The exercise: Reproduce all of the data below with every occurrence of "In this photo" changed to "In this image" and all other text left unchanged. Omit the pictures from your output.

##### Dataset entries #####

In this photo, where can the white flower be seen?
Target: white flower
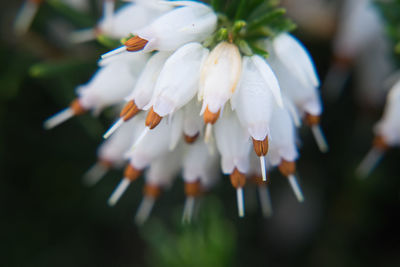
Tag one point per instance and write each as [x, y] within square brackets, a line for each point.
[219, 77]
[193, 22]
[192, 122]
[178, 79]
[109, 86]
[233, 143]
[283, 138]
[145, 85]
[253, 100]
[153, 146]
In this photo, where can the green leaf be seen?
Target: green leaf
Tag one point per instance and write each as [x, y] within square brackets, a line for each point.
[267, 18]
[78, 18]
[240, 10]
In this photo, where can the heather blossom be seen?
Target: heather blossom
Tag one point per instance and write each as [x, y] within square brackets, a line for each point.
[199, 97]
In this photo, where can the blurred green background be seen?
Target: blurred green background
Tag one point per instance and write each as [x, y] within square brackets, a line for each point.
[49, 218]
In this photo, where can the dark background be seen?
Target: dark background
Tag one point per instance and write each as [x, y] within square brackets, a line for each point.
[49, 218]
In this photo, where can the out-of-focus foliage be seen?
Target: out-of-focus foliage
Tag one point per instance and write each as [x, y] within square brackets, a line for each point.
[390, 10]
[209, 241]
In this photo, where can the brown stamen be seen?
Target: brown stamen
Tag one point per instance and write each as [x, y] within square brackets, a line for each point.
[238, 179]
[311, 120]
[257, 180]
[287, 167]
[380, 143]
[210, 117]
[129, 111]
[135, 44]
[193, 189]
[77, 107]
[261, 147]
[152, 119]
[191, 139]
[131, 173]
[150, 190]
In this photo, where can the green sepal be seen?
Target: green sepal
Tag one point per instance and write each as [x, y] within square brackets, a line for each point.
[107, 41]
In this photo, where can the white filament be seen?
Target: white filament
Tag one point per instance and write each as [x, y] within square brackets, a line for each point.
[144, 210]
[188, 210]
[108, 10]
[320, 138]
[113, 128]
[265, 200]
[263, 168]
[296, 188]
[369, 163]
[25, 17]
[119, 191]
[208, 134]
[94, 174]
[240, 201]
[140, 138]
[58, 118]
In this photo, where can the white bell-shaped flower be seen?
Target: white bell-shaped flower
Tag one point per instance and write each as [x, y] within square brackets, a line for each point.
[283, 138]
[253, 100]
[142, 91]
[219, 77]
[192, 123]
[111, 153]
[233, 143]
[283, 151]
[178, 81]
[199, 174]
[109, 86]
[192, 22]
[154, 145]
[145, 85]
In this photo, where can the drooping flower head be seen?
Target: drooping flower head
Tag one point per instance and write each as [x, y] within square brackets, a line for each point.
[206, 98]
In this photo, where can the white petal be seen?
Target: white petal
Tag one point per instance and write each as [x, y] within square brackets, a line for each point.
[165, 169]
[178, 79]
[145, 85]
[296, 59]
[253, 100]
[233, 143]
[282, 144]
[220, 75]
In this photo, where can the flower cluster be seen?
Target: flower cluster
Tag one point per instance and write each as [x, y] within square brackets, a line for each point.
[204, 88]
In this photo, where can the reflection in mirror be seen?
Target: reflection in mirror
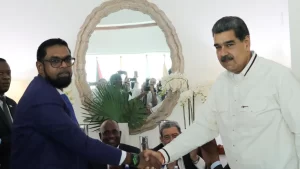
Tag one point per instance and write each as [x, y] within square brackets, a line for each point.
[128, 48]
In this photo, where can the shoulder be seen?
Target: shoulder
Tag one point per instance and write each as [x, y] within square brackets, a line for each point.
[274, 69]
[11, 101]
[40, 92]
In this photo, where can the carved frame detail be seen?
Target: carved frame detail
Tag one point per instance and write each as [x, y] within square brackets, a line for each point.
[165, 25]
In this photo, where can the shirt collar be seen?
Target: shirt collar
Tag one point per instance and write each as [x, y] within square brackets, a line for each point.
[60, 92]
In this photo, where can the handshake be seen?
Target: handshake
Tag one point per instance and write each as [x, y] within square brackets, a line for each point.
[149, 159]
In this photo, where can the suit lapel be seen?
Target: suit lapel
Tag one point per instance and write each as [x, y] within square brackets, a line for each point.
[3, 117]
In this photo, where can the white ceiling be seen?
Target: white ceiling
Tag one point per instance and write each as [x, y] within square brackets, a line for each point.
[125, 16]
[26, 24]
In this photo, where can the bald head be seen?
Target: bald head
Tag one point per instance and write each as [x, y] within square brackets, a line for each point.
[109, 123]
[110, 133]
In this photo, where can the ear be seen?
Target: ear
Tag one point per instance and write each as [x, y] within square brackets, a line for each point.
[40, 67]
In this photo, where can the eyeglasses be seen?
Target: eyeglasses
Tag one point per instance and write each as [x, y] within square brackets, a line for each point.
[57, 62]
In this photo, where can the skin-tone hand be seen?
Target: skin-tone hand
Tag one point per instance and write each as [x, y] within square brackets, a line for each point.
[150, 159]
[210, 152]
[171, 165]
[194, 155]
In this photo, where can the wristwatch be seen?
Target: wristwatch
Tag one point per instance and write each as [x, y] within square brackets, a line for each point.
[195, 162]
[135, 160]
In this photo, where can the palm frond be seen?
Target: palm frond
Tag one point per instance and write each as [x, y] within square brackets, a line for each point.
[111, 102]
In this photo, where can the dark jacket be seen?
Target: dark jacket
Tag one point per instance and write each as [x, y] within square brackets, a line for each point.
[5, 134]
[188, 163]
[45, 137]
[124, 147]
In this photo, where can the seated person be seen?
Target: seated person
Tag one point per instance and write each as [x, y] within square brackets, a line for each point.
[170, 130]
[110, 134]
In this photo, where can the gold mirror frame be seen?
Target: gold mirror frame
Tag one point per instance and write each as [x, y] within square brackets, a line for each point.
[165, 25]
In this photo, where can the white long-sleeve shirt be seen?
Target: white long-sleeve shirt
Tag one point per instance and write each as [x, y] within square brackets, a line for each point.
[257, 114]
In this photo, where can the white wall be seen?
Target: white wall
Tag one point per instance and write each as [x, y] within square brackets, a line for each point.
[294, 19]
[25, 24]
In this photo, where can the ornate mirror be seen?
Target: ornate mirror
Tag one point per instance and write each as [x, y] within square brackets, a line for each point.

#####

Expected output:
In this image, where can the white flower be seen?
Target: white flower
Tag one point per instance and write each as [x, y] within square brackets, a line for each point.
[219, 77]
[193, 22]
[192, 122]
[178, 79]
[109, 86]
[233, 143]
[283, 138]
[145, 85]
[253, 100]
[153, 146]
In this image, where can the green leaf be seen?
Target: green leaf
Tag one point per instance and write each as [x, y] within square brackets, a line for each point.
[267, 18]
[78, 18]
[240, 10]
In this image, where can the heather blossom be seen?
Target: heather blossom
Tag one point per instance and write each as [x, y] within square brackets, a line for each point.
[199, 97]
In this image, where can the blurred green background be seen?
Target: blurred green background
Tag one point per instance and write each as [x, y] within square brackets, a line for each point.
[49, 218]
In this image, where can the dark background be seen?
Target: dark background
Tag one point per instance and write each as [x, y] within square brackets, a line for each point.
[49, 218]
In this image, where can the out-of-focus foliage be seen?
Target: out-of-focus foliage
Tag one point per instance and write each as [x, y] within square brackets, a line for each point.
[390, 10]
[209, 241]
In this image, where can the brown stamen be seen?
Target: brown stamen
Tag one point per instance and write each as [x, y] within square brackets, a line for each point.
[238, 179]
[311, 120]
[257, 180]
[287, 167]
[380, 143]
[210, 117]
[129, 111]
[135, 44]
[193, 189]
[77, 107]
[261, 147]
[152, 119]
[191, 139]
[131, 173]
[150, 190]
In this image, where can the green sepal be seen?
Target: green sepal
Tag one point per instance and write each as [x, y] within square brackets, a line for each point.
[107, 41]
In this image, where can the white filament be seen?
Target: white filament
Tag one point per instance and write each as [x, y] within square brackets, a line for each point.
[144, 210]
[188, 210]
[108, 10]
[320, 138]
[113, 128]
[265, 200]
[263, 168]
[296, 188]
[369, 163]
[25, 17]
[119, 191]
[208, 134]
[94, 174]
[240, 201]
[140, 138]
[58, 118]
In this image, where can the white bell-shaped flower be seen?
Target: white bell-shaped flower
Tag one point per instance and write each as [x, y] within square brackets, a line for each point.
[283, 138]
[253, 100]
[142, 91]
[219, 77]
[192, 123]
[111, 153]
[233, 143]
[283, 151]
[178, 81]
[199, 174]
[109, 86]
[192, 22]
[154, 145]
[145, 85]
In this image, where can the drooping flower head be seen?
Target: drooping flower head
Tag one point per instance and write each as [x, y] within square brackets, a line for each point.
[206, 98]
In this image, where can the white petal be seen?
Target: white petal
Tag one point per instance and write each as [x, y] within square brackets, a line for each point.
[165, 169]
[178, 79]
[145, 85]
[296, 59]
[253, 100]
[233, 143]
[282, 144]
[220, 75]
In this image, where can the flower cluster be seen?
Target: flower cluster
Tag one point per instance and write each as [x, y] within square brackets, a line for each point.
[204, 88]
In this image, where can the reflection in mirror be seen?
Target: reflection in mirror
Tag one point per instance and write each as [x, y] within square brackets, a line for each point.
[128, 48]
In this image, where can the shoulder be seen?
Target: shoulder
Tag one point per instance and write each as [x, y] within square brackets, a line for each point.
[274, 69]
[11, 101]
[40, 92]
In this image, where can the carved frame detail be seen?
Target: carved frame detail
Tag one point per instance and write each as [x, y] within square brackets, a line for each point.
[165, 25]
In this image, where can the shirt collar be seen?
Target: shirt collar
Tag one point per instance and write each as [x, y] within square brackets, a line for each point.
[60, 92]
In this image, where can the handshake be seen?
Target: handshake
Tag one point per instance and write each as [x, y] within square brackets, a line for each point.
[149, 159]
In this image, where can the suit lapel be seen?
Target: suit lapel
Tag one point per instance and write each as [x, y] within square brackets, a line for each point.
[3, 117]
In this image, where can the white ceiling be seen?
Target: white ceiling
Tag one point per instance and write each as [x, y] within square brackets, a line for each point.
[125, 16]
[26, 24]
In this image, where can the bald head be seen?
Target: bald head
Tag one point per instance and write each as [x, y] within square brackets, a line for each point.
[109, 123]
[110, 133]
In this image, where can the ear be seen?
Target: ear
Tag one point per instance and write each as [x, y] within square brackets, a line for each point.
[40, 67]
In this image, where can the eyeglasses be seen?
Target: eyeglasses
Tag one point per instance and write each as [x, y] within square brackets, a line for each point.
[57, 62]
In this image, where can the skin-tone hand be seen?
Target: skin-tone hand
Tag one point per instance and write each as [x, y] within square brackets, a line for each point.
[150, 159]
[210, 152]
[171, 165]
[194, 155]
In this image, where can the wristwatch be seen?
Target: wristwatch
Tag one point per instance and write each as [x, y] within square brackets, a line for each point.
[195, 162]
[135, 160]
In this image, where can the palm frond be seen?
Target: palm frond
Tag one point per instance and write each as [x, y] within square brackets, a line for each point.
[111, 102]
In this image, where can the dark jacket be seen?
Target: dark jacket
Tag one point per instance and write each as [x, y] within square brackets, a line for each point.
[5, 134]
[188, 163]
[45, 137]
[124, 147]
In this image, where can the seated person be seen?
Target: seated person
Tag one point per instance and write each as [x, y] within square brackets, a line for each point.
[170, 130]
[110, 134]
In this image, where can the gold mirror frame be seen?
Target: gold mirror frame
Tag one point per instance and write each as [x, y] within square brackets, a line for each point.
[165, 25]
In this image, where can the white long-sleeve shirt be seen?
Target: white long-sleeve shirt
Tag one point per instance and write each as [x, y] within square brackets, a line for each point.
[257, 114]
In this image, where can the white wall be seen?
Target: white wall
Tag one point per instance and write each as [x, y] within square brackets, a line for each point.
[294, 19]
[25, 24]
In this image, where can the ornate mirror be seen?
Target: ornate mirror
Tag one point per instance and write each as [x, y] within square brackets, a line for each point.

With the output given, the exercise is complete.